**OBJECTIVES**.
a: In the passage on HTTP/2 and TLS, edit the part starting with "Thus while one" and going on through "for political(*) statements." so that "majority" is replaced by "consensus".
b: What was the title of the 2013 mailing thread on the IETF HTTP WG list that the passage on HTTP/2 and TLS mentions?

**PAGE**.
————————
Restricting HTTP/2 to TLS in the standard would bind the use of the HTTP/2 protocol to the use of TLS for political(*) reasons only. Such bindings for non-technical reasons are usually avoided: If you look for example at the RFC for HTTP/1.1 they explicitly keep the transport layer open, i.e. acknowledge that HTTP/1.1 is usually used on top of TCP/IP but might be used on top of other protocols (RFC2616, section 1.4).

Thus while one might think that there was some evil lobbying I think that simply the majority found that standards should be a place for technical details but not for political(*) statements.

An interesting mailing thread in this context is Mandatory encryption is theater on the IETF HTTP WG mailing list in 2013 which highlights the diversity of opinions among the technical users. And is also visible from this thread that this is not a lobbying from some ISP or similar but that there are technical reasons to not bind HTTP/2 too much to TLS, because TLS is known to be not the optimal solution for the diversity of authentication, encryption and privacy problems: in some cases you want to have better protection than TLS can offer and in other cases you don't need the protection but the overhead of TLS is bothering you.
————————
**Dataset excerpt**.
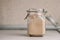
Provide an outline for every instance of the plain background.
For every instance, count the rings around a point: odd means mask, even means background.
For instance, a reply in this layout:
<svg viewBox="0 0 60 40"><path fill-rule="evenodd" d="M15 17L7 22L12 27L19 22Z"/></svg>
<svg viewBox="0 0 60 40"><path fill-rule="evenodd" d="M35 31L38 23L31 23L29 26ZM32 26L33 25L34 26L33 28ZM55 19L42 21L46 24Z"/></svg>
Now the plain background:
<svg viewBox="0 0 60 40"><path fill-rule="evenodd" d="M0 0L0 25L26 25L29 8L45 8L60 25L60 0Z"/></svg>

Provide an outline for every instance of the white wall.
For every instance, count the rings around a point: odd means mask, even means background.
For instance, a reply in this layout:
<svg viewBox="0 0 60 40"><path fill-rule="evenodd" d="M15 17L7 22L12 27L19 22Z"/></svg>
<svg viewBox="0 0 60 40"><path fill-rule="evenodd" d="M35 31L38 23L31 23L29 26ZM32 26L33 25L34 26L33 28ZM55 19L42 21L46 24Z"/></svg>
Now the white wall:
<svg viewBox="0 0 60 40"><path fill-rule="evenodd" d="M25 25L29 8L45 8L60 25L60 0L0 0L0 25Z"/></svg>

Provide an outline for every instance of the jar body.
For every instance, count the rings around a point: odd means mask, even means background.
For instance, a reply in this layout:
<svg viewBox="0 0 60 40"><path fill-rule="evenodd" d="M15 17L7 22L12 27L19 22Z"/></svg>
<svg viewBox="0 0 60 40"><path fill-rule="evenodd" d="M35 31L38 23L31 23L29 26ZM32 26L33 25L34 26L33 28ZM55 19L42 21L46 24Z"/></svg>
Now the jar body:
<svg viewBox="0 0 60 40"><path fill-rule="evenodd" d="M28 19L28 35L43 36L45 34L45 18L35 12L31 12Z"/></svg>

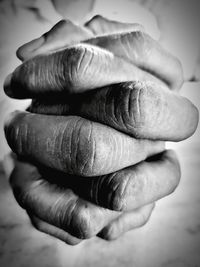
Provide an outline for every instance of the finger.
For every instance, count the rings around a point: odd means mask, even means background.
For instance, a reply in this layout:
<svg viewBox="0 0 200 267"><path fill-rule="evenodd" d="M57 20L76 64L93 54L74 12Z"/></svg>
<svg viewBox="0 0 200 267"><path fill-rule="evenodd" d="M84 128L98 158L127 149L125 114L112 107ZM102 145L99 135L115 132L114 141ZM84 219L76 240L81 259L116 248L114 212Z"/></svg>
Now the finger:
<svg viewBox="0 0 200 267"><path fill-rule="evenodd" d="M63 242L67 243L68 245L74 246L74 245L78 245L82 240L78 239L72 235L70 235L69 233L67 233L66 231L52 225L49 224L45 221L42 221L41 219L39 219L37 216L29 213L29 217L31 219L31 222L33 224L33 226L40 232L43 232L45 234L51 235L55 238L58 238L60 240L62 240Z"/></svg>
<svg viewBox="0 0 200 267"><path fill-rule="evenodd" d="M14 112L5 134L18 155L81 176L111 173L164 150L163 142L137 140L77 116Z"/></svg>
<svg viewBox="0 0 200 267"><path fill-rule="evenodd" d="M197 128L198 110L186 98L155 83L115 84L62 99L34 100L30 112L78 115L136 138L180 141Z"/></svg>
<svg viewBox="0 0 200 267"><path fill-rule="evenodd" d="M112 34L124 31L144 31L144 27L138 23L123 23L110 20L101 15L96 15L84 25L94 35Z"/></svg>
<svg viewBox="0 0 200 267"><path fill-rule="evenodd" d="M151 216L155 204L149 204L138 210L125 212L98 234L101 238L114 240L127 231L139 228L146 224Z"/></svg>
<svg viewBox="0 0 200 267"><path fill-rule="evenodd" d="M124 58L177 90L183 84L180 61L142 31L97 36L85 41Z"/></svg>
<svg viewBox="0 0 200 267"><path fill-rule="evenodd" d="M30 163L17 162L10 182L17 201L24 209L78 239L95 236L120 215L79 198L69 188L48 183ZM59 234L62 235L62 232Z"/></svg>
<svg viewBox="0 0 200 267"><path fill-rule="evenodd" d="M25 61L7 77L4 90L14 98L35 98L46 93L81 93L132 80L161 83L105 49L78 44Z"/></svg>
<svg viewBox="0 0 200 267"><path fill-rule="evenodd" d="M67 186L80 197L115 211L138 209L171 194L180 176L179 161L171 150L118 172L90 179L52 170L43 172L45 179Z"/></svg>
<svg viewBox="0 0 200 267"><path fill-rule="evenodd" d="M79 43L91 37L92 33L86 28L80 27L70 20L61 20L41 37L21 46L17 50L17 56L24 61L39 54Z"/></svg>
————————
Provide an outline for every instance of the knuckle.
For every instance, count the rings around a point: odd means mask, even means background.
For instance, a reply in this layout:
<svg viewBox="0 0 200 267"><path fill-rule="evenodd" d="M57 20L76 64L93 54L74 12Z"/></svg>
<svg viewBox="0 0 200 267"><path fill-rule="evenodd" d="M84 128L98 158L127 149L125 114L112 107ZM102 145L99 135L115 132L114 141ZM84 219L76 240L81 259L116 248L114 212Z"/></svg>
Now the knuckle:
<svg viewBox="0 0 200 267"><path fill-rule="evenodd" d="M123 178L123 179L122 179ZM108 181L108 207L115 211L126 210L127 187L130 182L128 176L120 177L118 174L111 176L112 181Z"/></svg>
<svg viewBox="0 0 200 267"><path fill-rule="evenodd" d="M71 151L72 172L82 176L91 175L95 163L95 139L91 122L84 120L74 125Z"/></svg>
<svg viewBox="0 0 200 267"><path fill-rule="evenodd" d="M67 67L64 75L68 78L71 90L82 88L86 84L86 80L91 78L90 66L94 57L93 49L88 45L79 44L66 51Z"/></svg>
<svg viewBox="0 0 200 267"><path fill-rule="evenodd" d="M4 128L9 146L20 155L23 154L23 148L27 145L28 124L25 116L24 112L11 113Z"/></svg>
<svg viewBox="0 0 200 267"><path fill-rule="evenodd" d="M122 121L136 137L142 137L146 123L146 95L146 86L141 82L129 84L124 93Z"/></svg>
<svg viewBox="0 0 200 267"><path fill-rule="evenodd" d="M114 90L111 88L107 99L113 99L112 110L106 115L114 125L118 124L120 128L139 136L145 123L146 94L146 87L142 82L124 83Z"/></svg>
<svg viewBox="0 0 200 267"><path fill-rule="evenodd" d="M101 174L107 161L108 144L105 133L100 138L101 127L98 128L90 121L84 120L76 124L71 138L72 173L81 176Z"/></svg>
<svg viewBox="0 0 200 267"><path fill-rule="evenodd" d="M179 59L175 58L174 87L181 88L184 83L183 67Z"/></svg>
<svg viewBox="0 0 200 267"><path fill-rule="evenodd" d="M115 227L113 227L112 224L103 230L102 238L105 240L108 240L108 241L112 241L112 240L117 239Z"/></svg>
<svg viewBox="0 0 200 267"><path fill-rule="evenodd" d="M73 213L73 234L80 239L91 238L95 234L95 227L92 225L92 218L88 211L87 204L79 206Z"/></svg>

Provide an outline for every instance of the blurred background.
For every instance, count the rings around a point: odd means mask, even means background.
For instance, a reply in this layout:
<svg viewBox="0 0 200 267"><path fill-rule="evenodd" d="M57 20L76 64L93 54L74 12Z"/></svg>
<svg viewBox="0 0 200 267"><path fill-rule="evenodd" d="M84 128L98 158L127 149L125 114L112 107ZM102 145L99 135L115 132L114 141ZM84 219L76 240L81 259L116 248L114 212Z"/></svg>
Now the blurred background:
————————
**THE REPLIES**.
a:
Thus while one might think that there was some evil lobbying I think that simply the consensus found that standards should be a place for technical details but not for political(*) statements.

b: Mandatory encryption is theater